Excerpted passage -
□ □ □ □ □ □ □

In reality all "numbers" i am attempting to parse out will be localized, e.g.:

  • +123,456 in English (en-US)
  • +123.456 in Germany (de-DE)
  • +123'456 in French (fr-CA)
  • +123 456 in Estonian (et-EE)
  • +1,23,456 in Assamese (as-IN)

Any answer must not attempt to account for these localization issues. You do not know the locale a number will be presented from, that is why the number localization has been removed from the question. You must strictly assume that numbers contain plus sign, hyphen minus, and latin digits 0 through 9. I already know how to parse localized numbers. This question is about trying to match the optional suffix with a greedy pattern parser.

Edit: You really didn't have to try to handle localized number. At some level trying to handle them, without knowing the locale, is wrong. For example, I didn't include all possible localizations of numbers. For another: I don't know what future localizations might exist in the future.

Ian Boyd
  • 246,734
  • 253
  • 869
  • 1,219
  • It's difficult to provide an answer, as you don't seem to describe what all of the possible strings could be. – Nicol Bolas Nov 29 '12 at 05:54
  • The function `strfind` is from legacy version Lua 4.0. Are you really using that old release? – prapin Nov 29 '12 at 06:23
  • @prapin Judging from the text content, this is Lua in World of Warcraft, which is Lua 5.1. `strfind` is probably just `strfind = string.find`. – Mud Nov 29 '12 at 07:14

4 Answers4

8

Hmm I don't have Lua4 installed but this pattern works under Lua5. I would expect it to work for Lua4 as well.

Update 1: Since additional requirements have been specified (localization) I've adapted the pattern and the tests to reflect these.

Update 2: Updated the pattern and tests to deal with an additional class of text containing a number as mentioned by @IanBoyd in the comments. Added an explanation of the string pattern.

Update 3: Added variation for the case where the localized number is dealt with separately as mentioned in the last update to the question.

Try:

"(([%+%-][',%.%d%s]-[%d]+)%s*([%a]+[^%(^%)]+[%a]+)%s*(%(?[%a%s]*%)?))"

or (no attempt to validate number localization tokens) - just take anything which is not a letter with a digit sentinel at the end of the pattern:

"(([%+%-][^%a]-[%d]+)%s*([%a]+[^%(^%)]+[%a]+)%s*(%(?[%a%s]*%)?))"

Neither of the patterns above are meant to deal with numbers in scientific notation (e.g: 1.23e+10)

Lua5 test (Edited to clean up - tests getting cluttered):

function test(tab, pattern)
   for i,v in ipairs(tab) do
     local f1, f2, f3, f4 = v:match(pattern)
     print(string.format("Test{%d} - Whole:{%s}\nFirst:{%s}\nSecond:{%s}\nThird:{%s}\n",i, f1, f2, f3, f4))

□ □ □ □ □ □ □

Supplied information -
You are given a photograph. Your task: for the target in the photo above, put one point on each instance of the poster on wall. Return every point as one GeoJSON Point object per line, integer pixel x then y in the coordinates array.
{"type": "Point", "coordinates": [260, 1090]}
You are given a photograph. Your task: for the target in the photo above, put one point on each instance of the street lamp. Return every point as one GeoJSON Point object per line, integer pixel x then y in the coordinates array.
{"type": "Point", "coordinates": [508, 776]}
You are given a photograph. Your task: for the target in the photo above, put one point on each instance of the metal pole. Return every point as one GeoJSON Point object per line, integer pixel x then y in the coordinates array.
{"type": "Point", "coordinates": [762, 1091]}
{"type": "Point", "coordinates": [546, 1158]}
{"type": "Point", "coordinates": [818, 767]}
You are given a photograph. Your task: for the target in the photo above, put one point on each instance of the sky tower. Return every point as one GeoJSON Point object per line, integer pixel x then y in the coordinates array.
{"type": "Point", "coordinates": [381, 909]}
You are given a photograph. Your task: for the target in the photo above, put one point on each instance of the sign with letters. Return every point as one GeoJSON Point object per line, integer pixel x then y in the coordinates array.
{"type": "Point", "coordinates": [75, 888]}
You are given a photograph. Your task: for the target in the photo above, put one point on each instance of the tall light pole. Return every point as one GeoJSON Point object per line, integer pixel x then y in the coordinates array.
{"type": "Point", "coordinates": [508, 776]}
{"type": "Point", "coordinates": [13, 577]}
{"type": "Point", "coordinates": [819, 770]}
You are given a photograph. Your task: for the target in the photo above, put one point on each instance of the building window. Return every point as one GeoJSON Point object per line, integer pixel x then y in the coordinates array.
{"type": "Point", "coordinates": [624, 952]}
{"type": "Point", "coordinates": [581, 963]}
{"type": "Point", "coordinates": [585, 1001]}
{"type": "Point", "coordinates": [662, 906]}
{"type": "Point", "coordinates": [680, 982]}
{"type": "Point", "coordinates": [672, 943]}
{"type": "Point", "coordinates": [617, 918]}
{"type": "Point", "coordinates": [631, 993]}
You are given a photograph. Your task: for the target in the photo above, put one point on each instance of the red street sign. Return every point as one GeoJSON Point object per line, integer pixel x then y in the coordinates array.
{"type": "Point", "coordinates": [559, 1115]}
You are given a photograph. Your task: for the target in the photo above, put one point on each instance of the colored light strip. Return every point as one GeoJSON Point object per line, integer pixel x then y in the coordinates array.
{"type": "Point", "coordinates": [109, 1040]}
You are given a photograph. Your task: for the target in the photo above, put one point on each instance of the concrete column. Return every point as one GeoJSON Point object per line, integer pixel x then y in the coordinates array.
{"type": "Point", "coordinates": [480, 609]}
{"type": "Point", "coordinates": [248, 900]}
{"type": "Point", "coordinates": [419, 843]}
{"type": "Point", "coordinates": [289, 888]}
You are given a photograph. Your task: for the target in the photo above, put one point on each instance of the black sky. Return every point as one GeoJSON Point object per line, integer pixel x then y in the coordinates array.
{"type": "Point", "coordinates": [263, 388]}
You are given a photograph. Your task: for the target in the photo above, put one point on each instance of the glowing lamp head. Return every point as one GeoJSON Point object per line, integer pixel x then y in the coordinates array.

□ □ □ □ □ □ □

What is needed - In the Lua pattern thread, which Lua version does World of Warcraft use according to the comment from Mud?

Exercise response - Lua 5.1